Have you ever watched a movie or read a book and felt that it was created just for you? Last night I watched the movie “Love Happens” with Aaron Eckhart and Jennifer Aniston and I felt like the director and actors created this movie specifically to show me a possible vision of my own future. And it really was made just for me – it seems that most everyone else hated it! It got an abysmal rating of 18% on Rotten Tomatoes.
It follows a man who has experienced a great personal tragedy and writes a book that turns him into a massive self-help guru. But while he is helping thousands of other people deal with their grief, he hasn’t resolved his own trauma and guilt. He puts on a happy face for the worshipful audience, but he is an emotional basket case and his life is a mess.
I recognize this. When I started my first Live. Write. Share. workshop in 2004 with a group of breast cancer survivors, the women told me that it was life changing. They told stories to the press about how it was helping them to find more joy in their lives. But I was in the midst of my own personal hell – I was deeply depressed and often had trouble getting out of bed in the morning. I would paste a smile on my face when I walked in the door to that meeting room and at the end of the evening I would get into the car and burst into tears again.
Leading workshops over the next couple of years, I felt like a fraud and I was constantly worried about being “found out”. As I poked and prodded these workshop participants to share intimate details that would help them heal, I had secrets that I had never spoken aloud to anyone – secrets that were destroying my self-esteem, my mental health, and my ability to function in the world.
With the grace of all good things in this Universe, I began my own healing journey in 2006 and I haven’t looked back since. There has been so much work to do and it has been worth it on two fronts – I am now a person that I can live with, and I no longer feel like a fraud when I stand in front of a room. I’m doing my own work, so I can feel confident in supporting others while they do theirs.
I fear that there are many teachers and “gurus” in the healing and self-help field these days who are like the man in this movie – leading others through work that they haven’t done for themselves. It makes me sad to think of these people because I know what a painful space that is to be in – one that requires constant suppression and is fraught with fear of being exposed.
I continue to do my own healing work every day. I work to stay present and aware in my relationships and experiences. And here I sit with my little Miracle Journal, allowing myself one more step in my healing process – in my workshops I lead people to write and share their experiences from a vulnerable, exposed place. Now I am giving myself the space to do that each day in this journal. After years of knowing that I’m a good writer and wishing that I had more opportunities to write, I’m finally creating my own opportunity to write and thinking of myself as a writer.
I am so grateful to have stumbled across this little-known, widely-panned movie because it opened up a window for me into what can happen if I don’t stay present – it’s a path of success accompanied by heartache and fear.
I choose to follow a different path. In order to do that, I must stay present, aware, and engaged in my own life and working through my own issues. It is the only way that I can be present, aware, and engaged with others as they work through theirs.

→ Information provided

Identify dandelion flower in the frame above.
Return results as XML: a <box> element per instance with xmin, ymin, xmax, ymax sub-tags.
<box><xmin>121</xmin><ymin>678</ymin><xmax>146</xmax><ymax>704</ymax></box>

→ Tasks
a. In the essay about "Love Happens," what were the writer's unspoken secrets destroying? List every one.
b. Copy the essay about "Love Happens" word for word, from "Have you ever" up to and including "on Rotten Tomatoes.".
c. In the essay about "Love Happens," what rating did the movie get on Rotten Tomatoes?

→ Expected outputs
a.
- The writer's self-esteem
- The writer's mental health
- The writer's ability to function in the world

b.
Have you ever watched a movie or read a book and felt that it was created just for you? Last night I watched the movie “Love Happens” with Aaron Eckhart and Jennifer Aniston and I felt like the director and actors created this movie specifically to show me a possible vision of my own future. And it really was made just for me – it seems that most everyone else hated it! It got an abysmal rating of 18% on Rotten Tomatoes.

c. It got 18% on Rotten Tomatoes.